▸ Source data:
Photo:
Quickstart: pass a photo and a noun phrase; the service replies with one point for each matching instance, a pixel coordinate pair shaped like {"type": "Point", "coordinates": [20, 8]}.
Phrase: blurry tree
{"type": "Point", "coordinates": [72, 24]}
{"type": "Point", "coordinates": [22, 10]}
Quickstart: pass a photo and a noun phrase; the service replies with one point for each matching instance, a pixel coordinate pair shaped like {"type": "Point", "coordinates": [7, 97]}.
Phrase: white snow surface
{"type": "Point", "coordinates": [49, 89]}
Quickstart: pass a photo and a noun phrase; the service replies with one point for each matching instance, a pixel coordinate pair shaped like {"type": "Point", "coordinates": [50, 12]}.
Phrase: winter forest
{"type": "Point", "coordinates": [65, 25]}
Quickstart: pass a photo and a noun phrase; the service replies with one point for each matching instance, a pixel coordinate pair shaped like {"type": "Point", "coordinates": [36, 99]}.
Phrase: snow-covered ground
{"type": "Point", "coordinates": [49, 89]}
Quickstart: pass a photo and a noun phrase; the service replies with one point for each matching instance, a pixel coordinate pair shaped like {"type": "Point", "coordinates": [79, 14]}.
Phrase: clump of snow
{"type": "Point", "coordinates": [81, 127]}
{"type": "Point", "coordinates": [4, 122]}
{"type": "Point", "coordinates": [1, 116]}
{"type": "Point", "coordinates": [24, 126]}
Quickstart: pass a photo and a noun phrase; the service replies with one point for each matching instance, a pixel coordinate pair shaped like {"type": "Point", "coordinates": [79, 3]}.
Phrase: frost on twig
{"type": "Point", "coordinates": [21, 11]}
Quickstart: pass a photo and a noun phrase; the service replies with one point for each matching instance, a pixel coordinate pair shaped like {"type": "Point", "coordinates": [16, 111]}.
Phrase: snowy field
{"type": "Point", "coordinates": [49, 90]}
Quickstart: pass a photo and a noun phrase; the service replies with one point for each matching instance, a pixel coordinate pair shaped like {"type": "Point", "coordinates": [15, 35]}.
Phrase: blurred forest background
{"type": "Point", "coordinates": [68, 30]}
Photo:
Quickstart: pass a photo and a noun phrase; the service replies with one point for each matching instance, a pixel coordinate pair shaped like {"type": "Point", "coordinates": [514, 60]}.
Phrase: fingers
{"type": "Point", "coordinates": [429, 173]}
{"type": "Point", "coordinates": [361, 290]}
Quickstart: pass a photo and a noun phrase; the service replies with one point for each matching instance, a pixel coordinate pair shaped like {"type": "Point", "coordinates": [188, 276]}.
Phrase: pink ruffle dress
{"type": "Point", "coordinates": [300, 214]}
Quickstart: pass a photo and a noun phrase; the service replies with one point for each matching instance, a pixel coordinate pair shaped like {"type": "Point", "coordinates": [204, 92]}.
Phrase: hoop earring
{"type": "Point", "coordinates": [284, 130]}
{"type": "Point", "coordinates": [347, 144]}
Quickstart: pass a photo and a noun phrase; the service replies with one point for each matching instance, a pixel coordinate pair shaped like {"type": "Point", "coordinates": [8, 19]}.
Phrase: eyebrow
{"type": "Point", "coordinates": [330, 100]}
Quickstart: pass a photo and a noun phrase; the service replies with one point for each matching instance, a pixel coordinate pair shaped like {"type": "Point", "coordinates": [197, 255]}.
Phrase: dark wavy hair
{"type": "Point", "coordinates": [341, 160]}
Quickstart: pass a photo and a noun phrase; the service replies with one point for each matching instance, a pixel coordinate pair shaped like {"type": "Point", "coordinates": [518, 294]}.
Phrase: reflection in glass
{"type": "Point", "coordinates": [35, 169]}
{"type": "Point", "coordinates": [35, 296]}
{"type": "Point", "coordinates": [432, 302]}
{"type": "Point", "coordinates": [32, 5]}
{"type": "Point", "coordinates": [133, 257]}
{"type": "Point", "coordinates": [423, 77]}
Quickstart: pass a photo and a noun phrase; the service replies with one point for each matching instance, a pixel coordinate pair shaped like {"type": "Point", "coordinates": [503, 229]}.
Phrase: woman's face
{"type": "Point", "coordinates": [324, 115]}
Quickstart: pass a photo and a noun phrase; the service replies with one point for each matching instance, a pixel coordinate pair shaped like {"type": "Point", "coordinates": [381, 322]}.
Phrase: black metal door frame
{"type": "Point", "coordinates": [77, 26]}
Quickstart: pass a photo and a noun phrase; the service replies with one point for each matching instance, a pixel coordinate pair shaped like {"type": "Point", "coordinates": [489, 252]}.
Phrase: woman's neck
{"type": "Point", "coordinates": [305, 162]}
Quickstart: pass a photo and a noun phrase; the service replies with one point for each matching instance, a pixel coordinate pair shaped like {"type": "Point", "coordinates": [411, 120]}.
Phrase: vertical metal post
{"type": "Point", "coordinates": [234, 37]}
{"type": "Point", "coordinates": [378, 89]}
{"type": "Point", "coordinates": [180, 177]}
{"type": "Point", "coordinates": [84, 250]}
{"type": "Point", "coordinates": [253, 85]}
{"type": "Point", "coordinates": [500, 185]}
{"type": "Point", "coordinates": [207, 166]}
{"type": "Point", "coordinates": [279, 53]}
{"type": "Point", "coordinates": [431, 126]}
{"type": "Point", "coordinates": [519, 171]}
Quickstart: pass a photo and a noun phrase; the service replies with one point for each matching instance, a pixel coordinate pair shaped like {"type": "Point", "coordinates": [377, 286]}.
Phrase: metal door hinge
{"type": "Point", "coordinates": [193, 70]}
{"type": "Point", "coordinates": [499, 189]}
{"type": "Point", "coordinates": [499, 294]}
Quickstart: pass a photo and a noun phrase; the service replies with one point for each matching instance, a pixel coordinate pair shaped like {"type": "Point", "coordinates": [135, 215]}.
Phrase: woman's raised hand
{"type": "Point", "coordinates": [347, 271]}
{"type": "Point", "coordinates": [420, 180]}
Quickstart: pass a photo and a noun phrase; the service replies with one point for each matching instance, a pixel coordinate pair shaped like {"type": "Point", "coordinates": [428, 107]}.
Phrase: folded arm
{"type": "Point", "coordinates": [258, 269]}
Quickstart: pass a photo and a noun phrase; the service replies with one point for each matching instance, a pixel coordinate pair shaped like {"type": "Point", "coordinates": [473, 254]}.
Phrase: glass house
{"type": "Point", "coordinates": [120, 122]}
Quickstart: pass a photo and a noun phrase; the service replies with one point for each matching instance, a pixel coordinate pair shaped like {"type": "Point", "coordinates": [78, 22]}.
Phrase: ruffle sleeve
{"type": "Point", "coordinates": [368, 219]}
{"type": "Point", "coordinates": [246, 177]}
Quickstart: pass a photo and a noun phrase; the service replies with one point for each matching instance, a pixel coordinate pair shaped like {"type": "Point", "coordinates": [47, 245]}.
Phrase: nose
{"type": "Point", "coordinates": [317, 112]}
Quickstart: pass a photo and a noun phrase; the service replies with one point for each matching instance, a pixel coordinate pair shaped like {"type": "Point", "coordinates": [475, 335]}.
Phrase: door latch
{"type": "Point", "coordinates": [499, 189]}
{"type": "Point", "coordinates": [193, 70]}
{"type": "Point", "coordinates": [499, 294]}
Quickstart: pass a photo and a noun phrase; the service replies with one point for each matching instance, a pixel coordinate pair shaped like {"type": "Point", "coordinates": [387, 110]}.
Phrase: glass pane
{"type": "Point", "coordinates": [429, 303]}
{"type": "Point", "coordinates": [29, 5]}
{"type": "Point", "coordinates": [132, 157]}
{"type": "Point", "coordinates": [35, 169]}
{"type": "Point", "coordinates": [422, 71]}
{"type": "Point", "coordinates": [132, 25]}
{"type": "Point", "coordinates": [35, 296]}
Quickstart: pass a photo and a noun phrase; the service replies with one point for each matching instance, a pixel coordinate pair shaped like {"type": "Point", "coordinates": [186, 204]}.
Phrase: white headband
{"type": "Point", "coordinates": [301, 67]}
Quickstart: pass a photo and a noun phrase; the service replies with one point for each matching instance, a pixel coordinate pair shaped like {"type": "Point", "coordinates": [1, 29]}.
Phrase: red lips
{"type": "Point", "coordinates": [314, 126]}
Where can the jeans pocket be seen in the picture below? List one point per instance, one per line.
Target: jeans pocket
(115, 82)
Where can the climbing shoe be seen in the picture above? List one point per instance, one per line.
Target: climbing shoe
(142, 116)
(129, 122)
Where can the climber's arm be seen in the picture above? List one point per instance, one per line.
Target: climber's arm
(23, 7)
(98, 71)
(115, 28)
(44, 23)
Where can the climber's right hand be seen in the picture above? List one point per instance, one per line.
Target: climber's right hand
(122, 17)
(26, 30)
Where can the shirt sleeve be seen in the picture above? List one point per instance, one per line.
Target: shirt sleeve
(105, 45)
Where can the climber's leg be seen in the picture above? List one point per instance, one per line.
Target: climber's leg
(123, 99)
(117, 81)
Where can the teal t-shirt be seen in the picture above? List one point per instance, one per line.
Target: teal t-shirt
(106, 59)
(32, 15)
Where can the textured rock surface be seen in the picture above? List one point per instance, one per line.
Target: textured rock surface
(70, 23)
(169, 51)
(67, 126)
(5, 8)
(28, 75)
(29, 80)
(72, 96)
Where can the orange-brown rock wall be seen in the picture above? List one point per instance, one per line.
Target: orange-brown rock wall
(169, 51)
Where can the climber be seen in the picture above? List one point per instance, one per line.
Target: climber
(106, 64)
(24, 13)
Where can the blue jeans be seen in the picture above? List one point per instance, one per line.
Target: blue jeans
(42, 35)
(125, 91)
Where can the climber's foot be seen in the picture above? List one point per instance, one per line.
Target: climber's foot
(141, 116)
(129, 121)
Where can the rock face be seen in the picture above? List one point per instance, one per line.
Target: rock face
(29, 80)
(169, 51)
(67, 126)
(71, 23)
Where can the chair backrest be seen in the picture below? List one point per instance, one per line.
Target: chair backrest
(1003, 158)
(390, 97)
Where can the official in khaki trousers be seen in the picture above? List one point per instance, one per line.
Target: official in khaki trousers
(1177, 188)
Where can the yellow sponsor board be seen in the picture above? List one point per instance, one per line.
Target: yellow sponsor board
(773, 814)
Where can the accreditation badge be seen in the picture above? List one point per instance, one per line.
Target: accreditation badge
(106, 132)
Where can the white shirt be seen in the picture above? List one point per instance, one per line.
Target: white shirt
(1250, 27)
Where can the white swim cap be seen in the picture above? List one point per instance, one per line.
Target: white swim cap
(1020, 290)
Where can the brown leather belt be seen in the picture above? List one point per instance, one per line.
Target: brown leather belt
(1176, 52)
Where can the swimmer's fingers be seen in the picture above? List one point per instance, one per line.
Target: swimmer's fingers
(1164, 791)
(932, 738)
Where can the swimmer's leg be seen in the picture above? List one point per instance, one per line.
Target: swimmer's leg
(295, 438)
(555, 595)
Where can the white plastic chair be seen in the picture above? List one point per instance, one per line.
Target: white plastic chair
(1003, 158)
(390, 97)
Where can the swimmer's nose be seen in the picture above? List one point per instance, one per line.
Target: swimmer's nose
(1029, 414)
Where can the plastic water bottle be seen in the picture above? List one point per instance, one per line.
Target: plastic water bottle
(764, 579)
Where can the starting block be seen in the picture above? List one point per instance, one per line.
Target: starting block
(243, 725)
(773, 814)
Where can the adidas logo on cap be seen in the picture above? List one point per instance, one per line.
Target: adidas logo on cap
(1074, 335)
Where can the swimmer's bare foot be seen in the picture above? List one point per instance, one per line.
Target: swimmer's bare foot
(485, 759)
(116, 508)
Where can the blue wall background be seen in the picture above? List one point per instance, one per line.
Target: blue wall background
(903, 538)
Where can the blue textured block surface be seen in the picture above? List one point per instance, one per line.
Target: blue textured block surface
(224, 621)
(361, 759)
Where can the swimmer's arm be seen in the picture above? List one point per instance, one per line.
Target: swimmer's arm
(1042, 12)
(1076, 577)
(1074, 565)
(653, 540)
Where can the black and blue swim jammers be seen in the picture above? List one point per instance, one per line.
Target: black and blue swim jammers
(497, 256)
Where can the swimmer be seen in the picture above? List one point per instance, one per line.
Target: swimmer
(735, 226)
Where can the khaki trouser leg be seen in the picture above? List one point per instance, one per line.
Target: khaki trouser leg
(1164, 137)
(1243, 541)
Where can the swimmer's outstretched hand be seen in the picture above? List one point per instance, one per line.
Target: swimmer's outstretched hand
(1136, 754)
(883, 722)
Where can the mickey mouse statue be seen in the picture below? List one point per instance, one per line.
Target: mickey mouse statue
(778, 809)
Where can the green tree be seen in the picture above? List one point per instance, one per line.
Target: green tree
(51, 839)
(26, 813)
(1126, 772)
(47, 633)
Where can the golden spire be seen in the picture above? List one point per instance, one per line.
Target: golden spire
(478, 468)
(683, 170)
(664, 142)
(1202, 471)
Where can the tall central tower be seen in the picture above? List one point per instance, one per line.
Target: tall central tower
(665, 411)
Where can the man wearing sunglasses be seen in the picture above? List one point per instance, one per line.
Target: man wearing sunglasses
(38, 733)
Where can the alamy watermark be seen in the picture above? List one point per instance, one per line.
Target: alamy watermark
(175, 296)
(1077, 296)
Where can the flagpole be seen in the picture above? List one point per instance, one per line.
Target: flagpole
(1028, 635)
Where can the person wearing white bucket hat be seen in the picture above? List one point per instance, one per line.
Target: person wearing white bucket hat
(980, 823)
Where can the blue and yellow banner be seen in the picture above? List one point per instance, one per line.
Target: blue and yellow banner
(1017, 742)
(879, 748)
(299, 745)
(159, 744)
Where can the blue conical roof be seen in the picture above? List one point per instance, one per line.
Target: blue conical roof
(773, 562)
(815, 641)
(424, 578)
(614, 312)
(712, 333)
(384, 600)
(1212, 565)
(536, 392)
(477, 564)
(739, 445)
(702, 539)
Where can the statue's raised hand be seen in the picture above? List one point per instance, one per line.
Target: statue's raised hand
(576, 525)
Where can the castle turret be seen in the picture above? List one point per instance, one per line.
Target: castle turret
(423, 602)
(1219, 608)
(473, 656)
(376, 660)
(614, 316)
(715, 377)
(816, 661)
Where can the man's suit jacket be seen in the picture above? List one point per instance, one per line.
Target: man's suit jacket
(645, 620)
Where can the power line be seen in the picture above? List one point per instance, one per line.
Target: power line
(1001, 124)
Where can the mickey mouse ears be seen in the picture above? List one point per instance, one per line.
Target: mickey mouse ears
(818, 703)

▸ Task prompt:
From the records above, give again exactly the lines running from the line with "Target: khaki trouser leg" to the line with "Where can the blue conical", inclusive.

▸ Result below:
Target: khaki trouser leg
(1164, 137)
(1243, 541)
Where can the swimmer's outstretched hand be seen in the picture above? List one point per instance, one per line.
Target: swimmer's outstretched hand
(1136, 754)
(883, 722)
Where can the mickey mouse statue be seen in the picture below? List one point per instance, one per line.
Target: mickey mouse statue
(778, 809)
Where can the green tree be seen in the picture above? List one point per instance, one per line.
Target: green tree
(51, 839)
(26, 813)
(1126, 772)
(47, 633)
Where can the golden spire be seen in the picture above? List one point per instance, one per line.
Target: golden spire
(478, 468)
(683, 170)
(664, 142)
(1202, 471)
Where can the tall central tower be seen in the picture above? List one point per instance, one per line.
Target: tall central tower
(665, 411)
Where can the man wearing sunglasses be seen in the picture above? List one point per instance, one per line.
Target: man wearing sunglasses
(38, 733)
Where can the alamy watermark be seen in the picture above? List one point per instance, one per line.
Target: alamy watermark
(175, 296)
(1077, 296)
Where can the flagpole be seen in the picture above? List one point per instance, one per line.
Target: flagpole
(1028, 635)
Where can the person wearing white bucket hat be seen in the picture above? List one point per instance, one per line.
Target: person wearing white bucket hat
(980, 823)
Where can the blue and yellow banner be seen in the picture above? List one point per instance, one per line.
Target: blue and yellow banner
(1017, 742)
(879, 748)
(299, 745)
(159, 744)
Where can the blue conical roof be seen in the picture above? List one point per instance, one per line.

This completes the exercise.